◆ **REQUIREMENT**:
Find all lines in the records that include the word "siding", and copy them out.

-- DATA FOR THE TASK follows --

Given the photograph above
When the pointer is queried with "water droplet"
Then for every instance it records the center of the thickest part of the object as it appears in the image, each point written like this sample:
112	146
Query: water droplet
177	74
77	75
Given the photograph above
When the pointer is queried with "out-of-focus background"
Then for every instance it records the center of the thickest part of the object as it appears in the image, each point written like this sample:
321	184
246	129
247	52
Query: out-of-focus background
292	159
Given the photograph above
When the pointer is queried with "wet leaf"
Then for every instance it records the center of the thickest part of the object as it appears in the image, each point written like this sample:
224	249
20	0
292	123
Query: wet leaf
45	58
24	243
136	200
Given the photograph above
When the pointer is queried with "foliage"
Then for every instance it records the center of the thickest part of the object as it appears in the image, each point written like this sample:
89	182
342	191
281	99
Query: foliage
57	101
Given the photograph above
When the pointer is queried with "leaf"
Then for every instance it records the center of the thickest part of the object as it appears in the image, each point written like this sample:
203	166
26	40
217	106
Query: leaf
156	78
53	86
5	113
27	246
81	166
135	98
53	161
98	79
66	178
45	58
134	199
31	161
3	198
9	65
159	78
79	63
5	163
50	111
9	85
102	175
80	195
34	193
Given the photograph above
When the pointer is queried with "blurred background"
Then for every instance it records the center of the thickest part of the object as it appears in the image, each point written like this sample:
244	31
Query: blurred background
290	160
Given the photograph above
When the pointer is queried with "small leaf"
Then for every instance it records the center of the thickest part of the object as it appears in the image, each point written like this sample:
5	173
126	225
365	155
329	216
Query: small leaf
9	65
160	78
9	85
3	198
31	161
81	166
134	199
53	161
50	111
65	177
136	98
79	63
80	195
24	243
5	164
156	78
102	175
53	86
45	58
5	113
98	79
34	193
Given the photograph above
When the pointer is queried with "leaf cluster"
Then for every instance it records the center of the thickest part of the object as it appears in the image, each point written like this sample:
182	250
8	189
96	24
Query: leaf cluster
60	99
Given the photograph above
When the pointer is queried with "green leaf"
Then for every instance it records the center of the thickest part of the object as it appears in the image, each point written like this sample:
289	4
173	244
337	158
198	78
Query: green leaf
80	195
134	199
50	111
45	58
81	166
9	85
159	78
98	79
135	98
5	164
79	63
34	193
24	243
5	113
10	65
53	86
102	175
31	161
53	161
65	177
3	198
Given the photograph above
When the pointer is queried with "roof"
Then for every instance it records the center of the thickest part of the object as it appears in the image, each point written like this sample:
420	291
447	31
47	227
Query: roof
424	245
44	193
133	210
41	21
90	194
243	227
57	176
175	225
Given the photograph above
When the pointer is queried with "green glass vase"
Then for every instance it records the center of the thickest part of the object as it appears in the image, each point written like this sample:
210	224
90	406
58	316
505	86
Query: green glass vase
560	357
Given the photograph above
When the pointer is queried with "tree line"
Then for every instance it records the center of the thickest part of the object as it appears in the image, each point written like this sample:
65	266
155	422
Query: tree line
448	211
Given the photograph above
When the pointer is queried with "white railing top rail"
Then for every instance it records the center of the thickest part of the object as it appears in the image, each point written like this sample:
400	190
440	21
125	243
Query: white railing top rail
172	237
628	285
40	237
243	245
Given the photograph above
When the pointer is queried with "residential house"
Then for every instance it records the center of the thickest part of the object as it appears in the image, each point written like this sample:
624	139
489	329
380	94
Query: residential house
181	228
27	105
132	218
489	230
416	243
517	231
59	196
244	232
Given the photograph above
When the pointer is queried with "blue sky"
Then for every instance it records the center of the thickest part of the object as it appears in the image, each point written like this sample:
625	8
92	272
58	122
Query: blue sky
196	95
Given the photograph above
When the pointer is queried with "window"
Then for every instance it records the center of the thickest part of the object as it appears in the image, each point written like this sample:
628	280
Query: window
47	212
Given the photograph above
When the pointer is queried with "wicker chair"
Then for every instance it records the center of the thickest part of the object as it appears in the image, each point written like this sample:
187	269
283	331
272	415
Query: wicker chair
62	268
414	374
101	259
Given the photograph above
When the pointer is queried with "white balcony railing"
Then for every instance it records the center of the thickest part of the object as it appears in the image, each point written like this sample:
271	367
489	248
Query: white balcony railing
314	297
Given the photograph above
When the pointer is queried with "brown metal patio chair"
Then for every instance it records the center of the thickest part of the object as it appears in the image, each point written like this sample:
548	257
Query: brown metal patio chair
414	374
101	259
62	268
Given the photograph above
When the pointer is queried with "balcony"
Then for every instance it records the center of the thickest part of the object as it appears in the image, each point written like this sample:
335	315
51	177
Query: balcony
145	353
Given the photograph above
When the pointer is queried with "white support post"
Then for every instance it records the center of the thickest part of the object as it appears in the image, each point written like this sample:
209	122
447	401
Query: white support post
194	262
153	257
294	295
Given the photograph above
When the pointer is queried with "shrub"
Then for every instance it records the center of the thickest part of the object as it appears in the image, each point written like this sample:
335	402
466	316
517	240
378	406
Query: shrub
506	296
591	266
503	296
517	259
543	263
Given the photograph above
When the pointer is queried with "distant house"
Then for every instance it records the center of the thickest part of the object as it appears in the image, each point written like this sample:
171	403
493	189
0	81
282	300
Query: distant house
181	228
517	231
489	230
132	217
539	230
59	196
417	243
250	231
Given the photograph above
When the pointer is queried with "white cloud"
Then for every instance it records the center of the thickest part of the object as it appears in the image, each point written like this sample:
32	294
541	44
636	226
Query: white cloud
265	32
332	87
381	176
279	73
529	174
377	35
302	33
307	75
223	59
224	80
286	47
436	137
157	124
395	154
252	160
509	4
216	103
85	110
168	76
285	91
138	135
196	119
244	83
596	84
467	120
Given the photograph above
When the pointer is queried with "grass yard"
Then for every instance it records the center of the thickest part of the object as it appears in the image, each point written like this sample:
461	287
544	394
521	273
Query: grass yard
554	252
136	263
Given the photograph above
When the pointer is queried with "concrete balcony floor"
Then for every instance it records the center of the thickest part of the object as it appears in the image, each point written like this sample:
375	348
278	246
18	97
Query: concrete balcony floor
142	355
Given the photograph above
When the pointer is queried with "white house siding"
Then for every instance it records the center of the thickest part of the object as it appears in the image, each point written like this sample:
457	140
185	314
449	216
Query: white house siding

-- DATA FOR THE TASK concluded --
-- DATA FOR THE TASK follows --

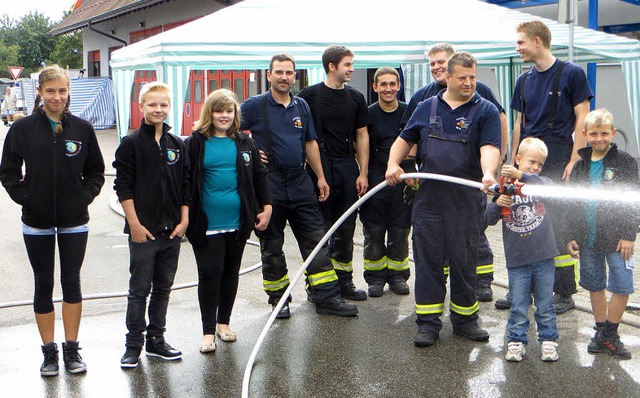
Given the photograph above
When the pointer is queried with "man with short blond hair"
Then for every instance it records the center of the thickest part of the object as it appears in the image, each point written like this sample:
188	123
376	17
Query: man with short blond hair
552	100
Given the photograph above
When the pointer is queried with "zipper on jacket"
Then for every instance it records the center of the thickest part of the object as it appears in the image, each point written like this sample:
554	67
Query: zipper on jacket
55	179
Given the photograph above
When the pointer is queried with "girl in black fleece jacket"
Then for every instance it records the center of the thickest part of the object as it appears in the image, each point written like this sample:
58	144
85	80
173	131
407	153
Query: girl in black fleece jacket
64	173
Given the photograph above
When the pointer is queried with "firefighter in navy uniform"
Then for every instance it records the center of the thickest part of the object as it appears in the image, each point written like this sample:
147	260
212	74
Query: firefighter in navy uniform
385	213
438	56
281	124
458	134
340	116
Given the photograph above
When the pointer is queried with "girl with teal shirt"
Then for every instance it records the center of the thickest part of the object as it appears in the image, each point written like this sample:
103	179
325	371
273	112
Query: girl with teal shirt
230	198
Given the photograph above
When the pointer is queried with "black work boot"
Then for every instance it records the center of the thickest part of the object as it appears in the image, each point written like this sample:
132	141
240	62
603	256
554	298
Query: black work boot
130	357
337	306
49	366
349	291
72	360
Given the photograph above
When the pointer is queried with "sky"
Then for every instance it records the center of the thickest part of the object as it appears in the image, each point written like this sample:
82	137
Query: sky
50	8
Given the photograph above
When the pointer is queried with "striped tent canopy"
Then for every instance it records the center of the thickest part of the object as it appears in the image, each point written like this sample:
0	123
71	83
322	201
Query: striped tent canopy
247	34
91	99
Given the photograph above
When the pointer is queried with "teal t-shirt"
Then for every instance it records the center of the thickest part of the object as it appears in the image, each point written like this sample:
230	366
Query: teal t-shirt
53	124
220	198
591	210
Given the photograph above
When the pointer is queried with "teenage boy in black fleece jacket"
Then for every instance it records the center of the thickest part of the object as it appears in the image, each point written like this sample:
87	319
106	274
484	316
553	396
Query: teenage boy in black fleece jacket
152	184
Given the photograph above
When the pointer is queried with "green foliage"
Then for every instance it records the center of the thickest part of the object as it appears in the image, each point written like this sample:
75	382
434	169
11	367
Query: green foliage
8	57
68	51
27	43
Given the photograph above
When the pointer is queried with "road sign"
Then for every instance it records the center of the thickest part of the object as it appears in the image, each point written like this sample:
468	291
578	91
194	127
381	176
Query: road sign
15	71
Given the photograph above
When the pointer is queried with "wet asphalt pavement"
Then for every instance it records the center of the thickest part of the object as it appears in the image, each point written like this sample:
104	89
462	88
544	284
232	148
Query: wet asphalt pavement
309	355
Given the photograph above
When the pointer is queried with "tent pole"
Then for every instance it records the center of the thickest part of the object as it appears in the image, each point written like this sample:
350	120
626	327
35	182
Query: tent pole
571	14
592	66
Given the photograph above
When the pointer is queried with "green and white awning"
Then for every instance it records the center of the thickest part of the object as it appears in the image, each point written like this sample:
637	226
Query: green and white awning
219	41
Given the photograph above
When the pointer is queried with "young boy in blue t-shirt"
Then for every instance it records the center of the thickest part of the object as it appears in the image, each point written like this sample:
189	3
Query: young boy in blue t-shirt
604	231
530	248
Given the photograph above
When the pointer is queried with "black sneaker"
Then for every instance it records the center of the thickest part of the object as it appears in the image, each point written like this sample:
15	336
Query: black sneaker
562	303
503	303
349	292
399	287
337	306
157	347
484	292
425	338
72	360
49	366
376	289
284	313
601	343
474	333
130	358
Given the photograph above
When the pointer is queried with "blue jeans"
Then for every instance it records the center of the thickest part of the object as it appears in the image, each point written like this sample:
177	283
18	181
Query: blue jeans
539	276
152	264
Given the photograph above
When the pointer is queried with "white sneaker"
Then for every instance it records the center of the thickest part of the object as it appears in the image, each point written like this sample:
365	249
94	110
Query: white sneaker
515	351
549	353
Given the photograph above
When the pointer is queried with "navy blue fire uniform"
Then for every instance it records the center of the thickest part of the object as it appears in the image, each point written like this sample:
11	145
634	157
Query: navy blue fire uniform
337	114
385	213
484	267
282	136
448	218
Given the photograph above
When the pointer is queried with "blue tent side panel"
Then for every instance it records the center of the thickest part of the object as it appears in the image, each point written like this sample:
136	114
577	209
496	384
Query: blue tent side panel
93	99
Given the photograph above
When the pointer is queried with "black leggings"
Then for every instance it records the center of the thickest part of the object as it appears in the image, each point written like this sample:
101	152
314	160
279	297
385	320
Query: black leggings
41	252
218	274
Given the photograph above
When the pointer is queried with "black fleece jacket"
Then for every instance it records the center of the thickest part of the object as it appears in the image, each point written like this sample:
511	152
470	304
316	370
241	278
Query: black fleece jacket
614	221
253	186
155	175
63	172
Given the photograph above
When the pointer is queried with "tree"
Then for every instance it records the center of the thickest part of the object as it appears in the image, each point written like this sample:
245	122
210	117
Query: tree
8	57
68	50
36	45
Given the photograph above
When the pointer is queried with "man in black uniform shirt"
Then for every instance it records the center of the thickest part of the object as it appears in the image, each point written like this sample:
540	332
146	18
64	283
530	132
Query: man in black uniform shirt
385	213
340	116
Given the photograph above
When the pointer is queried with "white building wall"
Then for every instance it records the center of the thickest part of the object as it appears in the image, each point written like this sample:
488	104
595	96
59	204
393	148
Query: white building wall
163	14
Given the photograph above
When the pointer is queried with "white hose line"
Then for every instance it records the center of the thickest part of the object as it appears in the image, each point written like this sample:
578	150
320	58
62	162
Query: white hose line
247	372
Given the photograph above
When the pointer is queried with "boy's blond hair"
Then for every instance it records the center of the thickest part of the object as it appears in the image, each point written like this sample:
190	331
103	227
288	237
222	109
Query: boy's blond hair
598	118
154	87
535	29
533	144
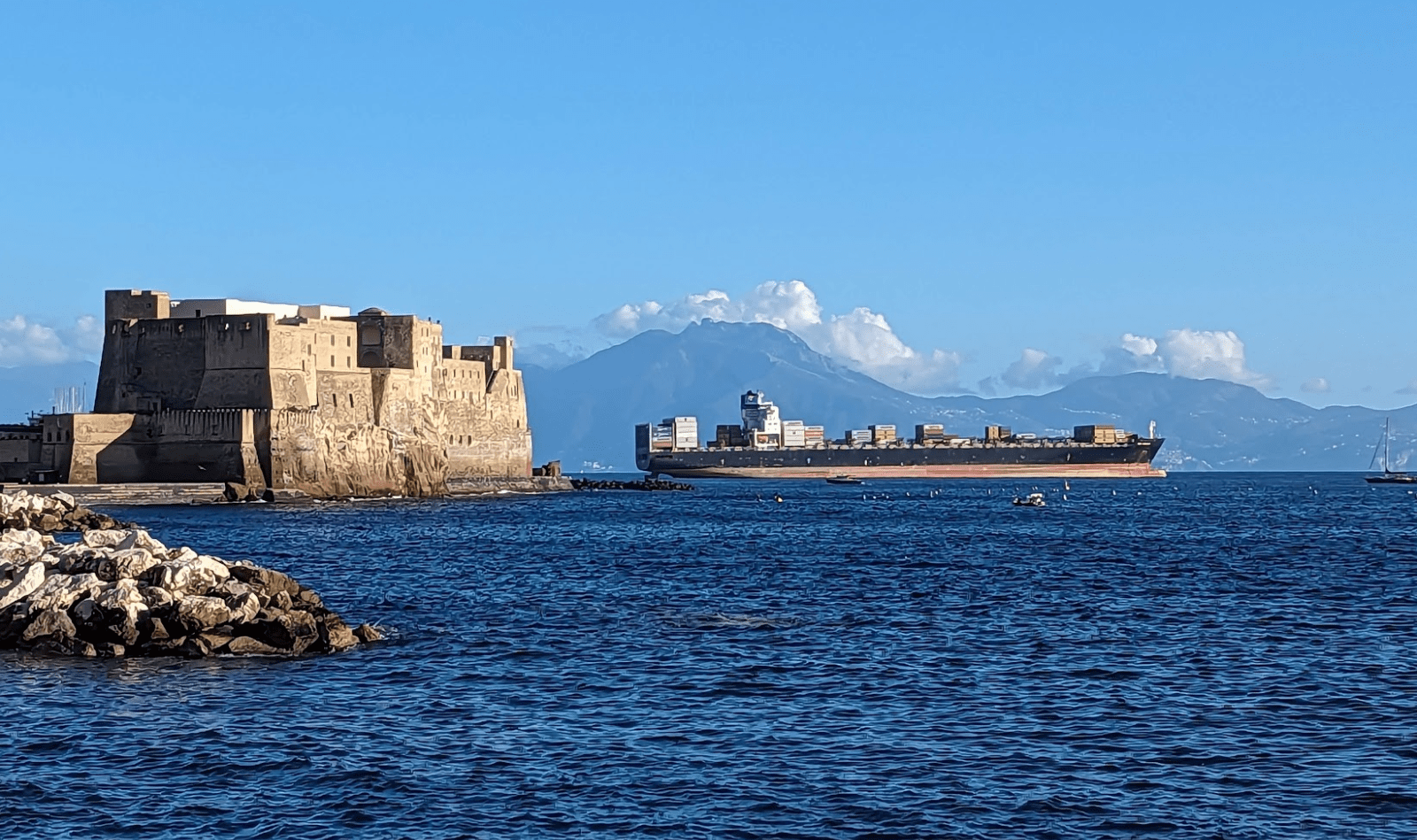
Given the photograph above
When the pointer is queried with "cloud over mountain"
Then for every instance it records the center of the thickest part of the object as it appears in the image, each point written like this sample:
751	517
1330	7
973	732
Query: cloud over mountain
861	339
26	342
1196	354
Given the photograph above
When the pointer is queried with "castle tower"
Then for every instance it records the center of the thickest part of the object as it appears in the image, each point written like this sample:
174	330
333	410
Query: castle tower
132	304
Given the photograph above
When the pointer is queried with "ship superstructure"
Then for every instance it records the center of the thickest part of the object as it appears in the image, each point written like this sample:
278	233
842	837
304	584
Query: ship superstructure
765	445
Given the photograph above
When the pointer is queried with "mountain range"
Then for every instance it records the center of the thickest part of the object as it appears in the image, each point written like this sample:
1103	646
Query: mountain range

-- DATA FOR THE TASK concluded --

◆ **SOLUTION TO THIS EXERCISE**:
When the pointer is queried with "white house siding"
Query: white house siding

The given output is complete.